→ **Task 1**: In the conversation below, where does Michael Scott Eger say he is from?

Michael Scott Eger: I’m from Springfield, Mass. But Boston’s good enough for you on the West Coast.
Wayne Elise: Yeah, he’s a Red Sox fan, I imagine. And, you know, I like to give people a good intro is very rare, you know, but a lot of people go to parties, think, oh, I’m socially awkward. They never think about helping somebody else, but they should because that’s a great way to be social.
Michael Scott Eger: Yep. And it helps your karma too.
Wayne Elise: Sure, yeah, it does. It somebody else look good, you know? Take two people and say, this is my friend Mike, and help the conversation. Help them, these two people have a good conversation. It all comes back to you. It is karmic. The whole party is karmic. It’s a karmic party.
Michael Scott Eger: Well, I use that language because a lot of people that are in this community understand that term. We all have our constructs that try to explain the intangibles and that’s one that’s very popular.
Wayne Elise: good word. I like it. No, no, it’s your turn. I believe have a clicker here with the terms on it and says it’s your turn.
Michael Scott Eger: Go ahead. Okay. Really? Why are we playing chess?
Wayne Elise: I’ve been keeping track. Yeah, I got a chess clock here.

[Data items]
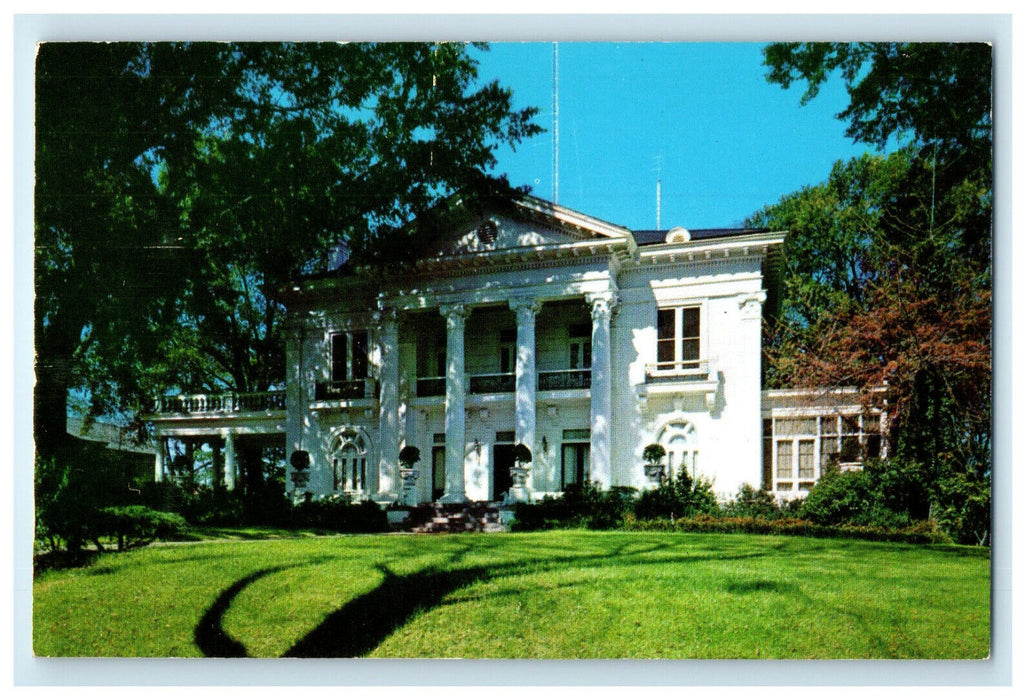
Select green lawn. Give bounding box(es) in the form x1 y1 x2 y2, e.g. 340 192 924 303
33 532 990 659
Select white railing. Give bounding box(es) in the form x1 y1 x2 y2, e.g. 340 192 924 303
154 390 287 413
646 359 710 382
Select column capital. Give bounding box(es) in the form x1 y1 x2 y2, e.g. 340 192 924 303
371 305 398 323
509 298 541 317
738 289 768 319
438 304 470 323
585 291 617 321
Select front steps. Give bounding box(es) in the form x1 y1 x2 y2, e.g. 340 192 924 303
398 502 507 534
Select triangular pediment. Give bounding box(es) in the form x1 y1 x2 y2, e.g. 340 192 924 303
425 197 631 255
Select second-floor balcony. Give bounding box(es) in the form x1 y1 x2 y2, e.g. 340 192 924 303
154 390 287 414
416 370 592 397
646 359 710 383
315 378 380 401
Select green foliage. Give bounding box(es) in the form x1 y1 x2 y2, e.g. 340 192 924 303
513 443 532 465
933 470 992 545
289 499 388 533
643 443 667 465
510 482 636 532
721 483 785 520
797 459 929 532
35 441 145 552
750 42 993 542
95 506 187 551
34 42 540 453
626 514 950 544
634 467 718 519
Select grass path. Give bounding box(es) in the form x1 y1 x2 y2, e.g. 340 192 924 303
33 532 990 659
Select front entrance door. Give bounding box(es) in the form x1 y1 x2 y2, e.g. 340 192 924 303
492 444 513 501
561 442 591 487
431 445 445 501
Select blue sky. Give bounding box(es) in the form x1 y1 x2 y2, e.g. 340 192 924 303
471 42 892 229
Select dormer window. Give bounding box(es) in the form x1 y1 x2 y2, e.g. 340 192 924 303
477 219 499 246
664 226 692 243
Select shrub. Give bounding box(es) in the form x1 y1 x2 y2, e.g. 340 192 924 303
288 498 388 533
634 468 718 519
93 506 187 551
34 442 133 553
721 483 784 520
625 514 950 544
799 469 874 524
510 483 636 532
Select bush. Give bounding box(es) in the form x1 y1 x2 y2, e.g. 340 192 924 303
289 498 388 533
92 506 187 551
797 459 929 529
510 483 636 532
634 468 718 519
799 469 875 524
35 442 134 553
625 514 950 544
721 483 785 520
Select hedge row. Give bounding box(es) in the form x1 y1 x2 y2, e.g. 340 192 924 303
624 514 950 544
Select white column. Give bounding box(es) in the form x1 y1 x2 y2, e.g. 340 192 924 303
377 309 400 501
509 299 541 452
509 299 541 501
586 292 616 488
285 327 301 459
154 433 165 483
222 433 237 491
441 304 469 503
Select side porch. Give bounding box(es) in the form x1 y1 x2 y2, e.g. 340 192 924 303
145 390 286 490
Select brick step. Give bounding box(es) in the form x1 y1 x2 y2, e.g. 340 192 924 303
399 503 506 533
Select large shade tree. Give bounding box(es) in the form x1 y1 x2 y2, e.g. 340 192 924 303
35 43 538 470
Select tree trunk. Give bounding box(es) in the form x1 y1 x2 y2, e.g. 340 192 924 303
32 355 73 457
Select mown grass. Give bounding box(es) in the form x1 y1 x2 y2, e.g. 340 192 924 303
33 532 990 659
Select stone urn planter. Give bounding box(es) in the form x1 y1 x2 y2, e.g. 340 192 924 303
509 444 531 503
643 443 667 483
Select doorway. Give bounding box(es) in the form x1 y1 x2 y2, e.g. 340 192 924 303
560 442 591 487
431 445 445 501
492 443 513 501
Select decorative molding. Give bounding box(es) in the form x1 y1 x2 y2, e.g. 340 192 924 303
585 291 617 322
509 298 541 318
737 290 768 320
439 304 470 327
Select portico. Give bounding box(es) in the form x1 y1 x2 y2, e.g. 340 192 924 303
147 197 782 505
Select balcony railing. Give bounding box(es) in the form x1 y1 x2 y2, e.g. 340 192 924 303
646 359 710 382
470 373 517 393
538 370 592 391
316 379 377 401
416 370 592 397
416 377 445 396
154 390 287 413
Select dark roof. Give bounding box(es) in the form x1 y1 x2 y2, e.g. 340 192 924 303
631 228 769 246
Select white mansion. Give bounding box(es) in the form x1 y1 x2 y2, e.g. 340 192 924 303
150 197 884 503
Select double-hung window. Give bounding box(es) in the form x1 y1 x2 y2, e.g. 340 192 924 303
330 330 370 383
656 306 699 373
567 324 592 370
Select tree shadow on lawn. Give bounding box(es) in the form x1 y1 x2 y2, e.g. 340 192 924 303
194 556 331 659
194 542 773 658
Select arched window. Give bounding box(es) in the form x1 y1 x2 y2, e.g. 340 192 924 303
330 427 370 492
657 419 699 478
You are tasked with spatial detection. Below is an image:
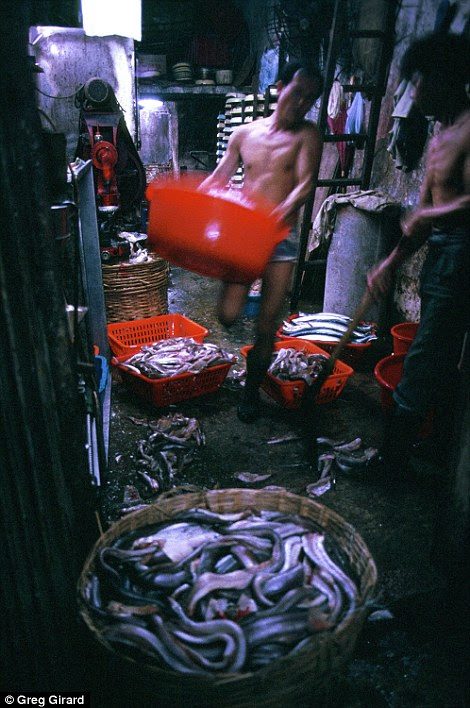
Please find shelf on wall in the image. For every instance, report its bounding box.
[139,82,253,101]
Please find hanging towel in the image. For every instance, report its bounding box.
[327,81,344,120]
[308,189,399,253]
[387,79,428,172]
[327,106,353,176]
[346,91,365,150]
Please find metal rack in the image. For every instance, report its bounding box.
[290,0,396,311]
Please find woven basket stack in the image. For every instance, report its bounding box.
[78,489,377,708]
[102,255,168,323]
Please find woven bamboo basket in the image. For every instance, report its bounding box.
[78,489,377,708]
[102,255,168,323]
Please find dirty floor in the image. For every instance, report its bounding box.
[96,268,469,708]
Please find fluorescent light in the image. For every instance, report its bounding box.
[81,0,142,42]
[139,98,165,111]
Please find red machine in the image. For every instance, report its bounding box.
[75,78,146,262]
[91,128,119,206]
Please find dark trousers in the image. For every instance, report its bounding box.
[394,229,470,420]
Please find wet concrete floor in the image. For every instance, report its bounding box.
[103,268,469,708]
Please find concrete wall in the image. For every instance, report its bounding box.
[371,0,470,321]
[30,27,136,161]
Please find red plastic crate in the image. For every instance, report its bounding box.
[276,314,374,367]
[240,338,354,409]
[112,354,232,407]
[108,315,209,356]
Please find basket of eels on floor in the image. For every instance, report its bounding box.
[78,489,377,708]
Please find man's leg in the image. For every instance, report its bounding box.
[217,283,250,327]
[237,261,294,423]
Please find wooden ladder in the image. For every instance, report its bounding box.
[290,0,397,312]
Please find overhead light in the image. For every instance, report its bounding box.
[139,98,165,111]
[81,0,142,42]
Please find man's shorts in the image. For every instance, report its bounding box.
[269,228,299,263]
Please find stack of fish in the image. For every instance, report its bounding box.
[121,337,235,379]
[268,347,328,386]
[136,413,205,494]
[317,438,379,474]
[280,312,377,344]
[83,509,359,674]
[307,438,379,497]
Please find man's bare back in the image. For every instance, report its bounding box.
[234,118,318,218]
[201,72,322,225]
[427,111,470,212]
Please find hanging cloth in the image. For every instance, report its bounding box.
[387,79,428,172]
[346,91,365,150]
[327,106,353,177]
[327,80,345,120]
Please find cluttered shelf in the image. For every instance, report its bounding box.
[139,80,252,100]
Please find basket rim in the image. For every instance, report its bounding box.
[111,360,234,386]
[77,488,377,688]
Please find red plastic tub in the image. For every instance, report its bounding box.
[146,176,288,282]
[390,322,419,354]
[111,354,232,407]
[374,354,432,438]
[108,314,209,356]
[240,338,354,409]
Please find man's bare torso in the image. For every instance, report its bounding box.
[239,118,312,204]
[427,111,470,216]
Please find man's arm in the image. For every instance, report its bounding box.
[272,124,323,225]
[367,159,432,300]
[198,128,241,191]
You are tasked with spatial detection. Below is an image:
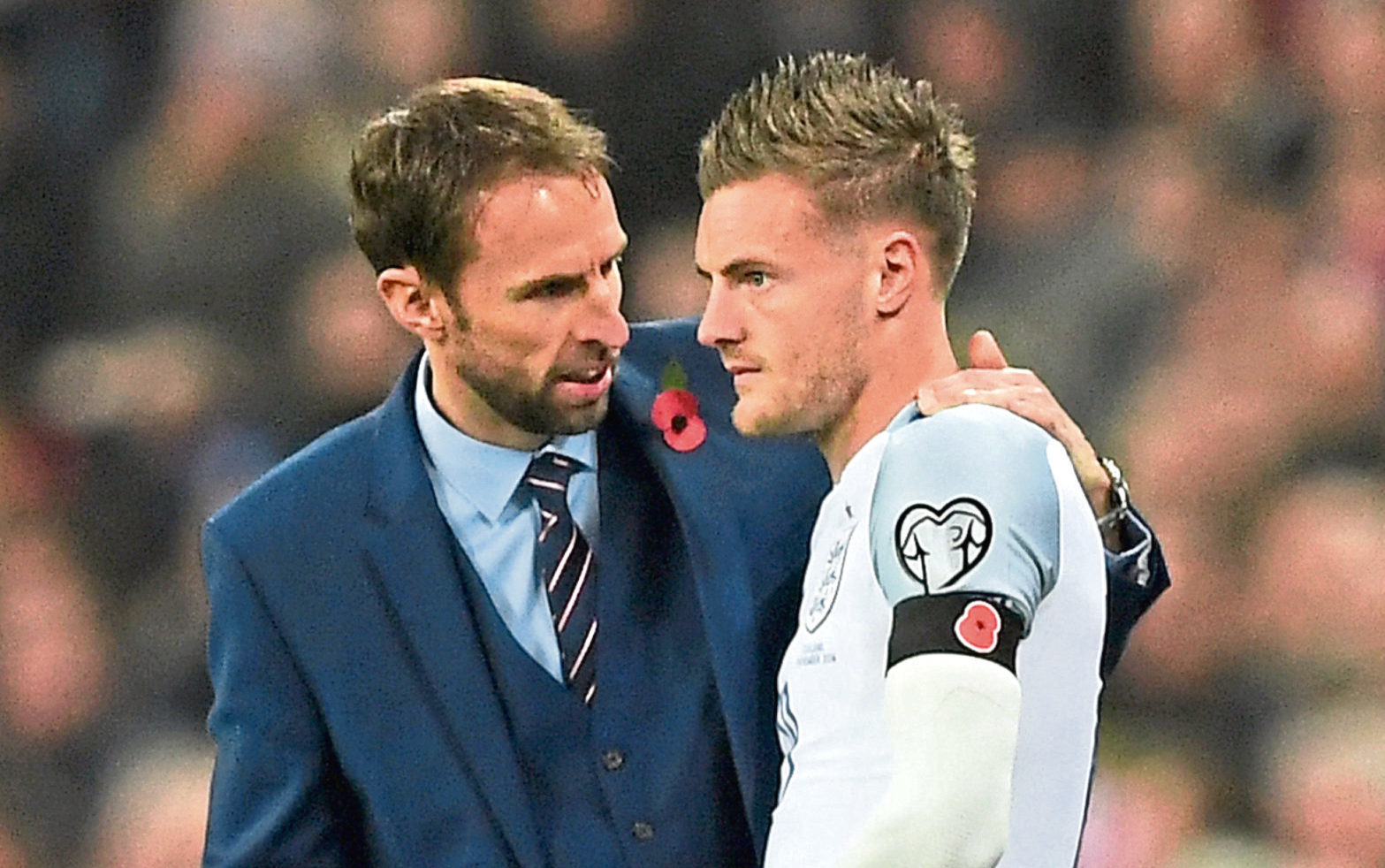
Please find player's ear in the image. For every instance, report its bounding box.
[875,230,933,317]
[376,266,446,340]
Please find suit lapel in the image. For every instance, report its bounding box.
[366,359,544,866]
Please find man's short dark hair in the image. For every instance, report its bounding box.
[350,78,611,293]
[698,51,977,292]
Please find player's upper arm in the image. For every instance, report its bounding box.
[870,404,1060,670]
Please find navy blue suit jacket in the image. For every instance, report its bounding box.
[202,321,828,868]
[202,321,1168,868]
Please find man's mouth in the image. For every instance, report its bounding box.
[559,364,611,384]
[555,360,615,401]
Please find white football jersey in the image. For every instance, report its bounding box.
[766,406,1107,868]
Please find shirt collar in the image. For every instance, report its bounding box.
[415,353,597,522]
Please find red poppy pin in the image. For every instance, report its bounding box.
[650,360,706,453]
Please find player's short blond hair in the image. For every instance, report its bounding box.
[698,51,977,292]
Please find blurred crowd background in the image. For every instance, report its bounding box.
[0,0,1385,868]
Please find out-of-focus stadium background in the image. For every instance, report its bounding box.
[0,0,1385,868]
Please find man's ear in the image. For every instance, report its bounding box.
[875,230,933,317]
[376,266,446,340]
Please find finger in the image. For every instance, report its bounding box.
[929,369,1041,394]
[967,328,1008,369]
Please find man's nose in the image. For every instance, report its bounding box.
[696,279,741,346]
[575,271,630,349]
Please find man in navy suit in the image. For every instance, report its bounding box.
[203,79,1163,868]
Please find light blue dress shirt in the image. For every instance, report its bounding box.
[415,354,600,681]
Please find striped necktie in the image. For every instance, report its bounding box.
[521,453,597,704]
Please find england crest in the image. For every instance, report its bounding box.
[803,525,856,633]
[894,497,993,594]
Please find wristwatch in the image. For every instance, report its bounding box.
[1097,458,1130,530]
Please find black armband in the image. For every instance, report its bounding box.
[885,594,1025,672]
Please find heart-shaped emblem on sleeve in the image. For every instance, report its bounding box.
[894,497,992,594]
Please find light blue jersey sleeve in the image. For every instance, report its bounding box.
[870,404,1060,634]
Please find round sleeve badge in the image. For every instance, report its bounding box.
[953,599,1000,653]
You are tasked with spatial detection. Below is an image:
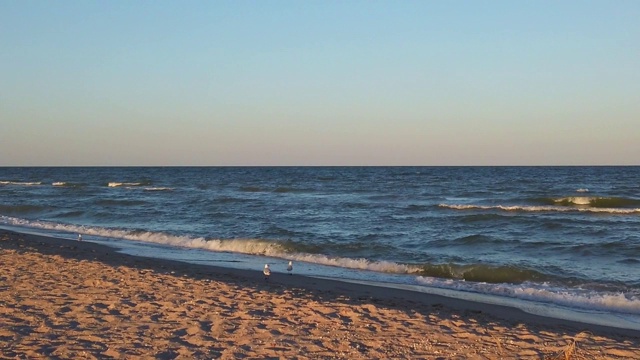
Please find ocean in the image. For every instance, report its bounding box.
[0,166,640,329]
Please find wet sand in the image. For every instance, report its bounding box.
[0,230,640,359]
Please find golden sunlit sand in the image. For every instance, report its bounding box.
[0,230,640,359]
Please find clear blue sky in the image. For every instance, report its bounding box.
[0,0,640,166]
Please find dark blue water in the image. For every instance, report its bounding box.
[0,167,640,328]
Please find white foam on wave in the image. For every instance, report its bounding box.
[417,276,640,315]
[0,180,42,186]
[554,196,598,205]
[0,216,420,274]
[438,204,640,215]
[107,182,142,187]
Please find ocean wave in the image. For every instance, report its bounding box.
[438,204,640,215]
[0,205,49,215]
[107,181,151,187]
[0,180,42,186]
[552,196,640,208]
[417,276,640,314]
[0,216,421,274]
[51,181,84,187]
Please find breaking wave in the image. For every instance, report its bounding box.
[0,180,42,186]
[417,276,640,314]
[438,203,640,215]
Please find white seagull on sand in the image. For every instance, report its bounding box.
[262,264,271,280]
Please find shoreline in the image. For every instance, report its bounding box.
[0,229,640,359]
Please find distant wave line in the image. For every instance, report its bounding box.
[438,204,640,215]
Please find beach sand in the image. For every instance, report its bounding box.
[0,230,640,359]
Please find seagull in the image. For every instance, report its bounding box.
[262,264,271,281]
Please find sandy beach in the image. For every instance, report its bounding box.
[0,230,640,359]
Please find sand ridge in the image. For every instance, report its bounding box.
[0,230,640,359]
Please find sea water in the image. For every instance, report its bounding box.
[0,167,640,329]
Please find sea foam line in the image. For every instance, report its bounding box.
[0,216,421,274]
[438,204,640,215]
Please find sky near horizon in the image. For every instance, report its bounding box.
[0,0,640,166]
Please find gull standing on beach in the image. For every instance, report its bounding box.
[262,264,271,281]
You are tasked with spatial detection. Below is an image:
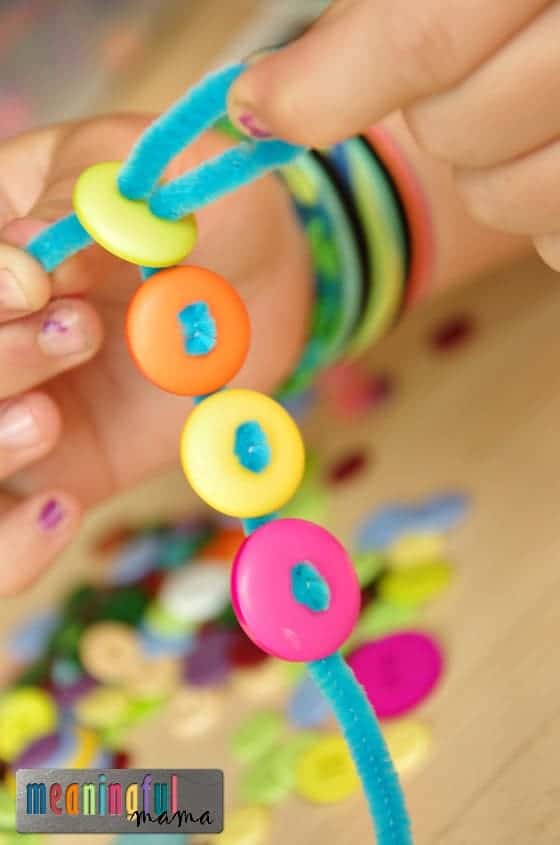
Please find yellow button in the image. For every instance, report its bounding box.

→ **Task 2**: Rewrite the data items from the line containing "Please find seagull" through the end of the data items, switching "beach" to "shore" and changing nothing else. Omit the pictures.

→ **Response 1**: Springfield, Mass.

→ **Response 2**:
Please find seagull in the image. For every instance, report its bounding box.
[262,264,271,281]
Please find sandy shore in the image. For every instance, report its bounding box.
[0,230,640,359]
Please find sand ridge in the image. For every instance, report its bounding box.
[0,230,640,359]
Please find sea water in the image. For every instance, report its bounding box.
[0,167,640,329]
Please find sea foam line in the image. For every instance, report its bounding box.
[0,216,421,274]
[438,204,640,215]
Please find sky near horizon in the image. For every instance, report its bounding box.
[0,0,640,166]
Please find gull standing on shore in the image. For every instance, report its bounding box.
[262,264,271,281]
You are tasked with spatial detection. Below is an image:
Please find yellow button in the image. For every instance, report its bounding box.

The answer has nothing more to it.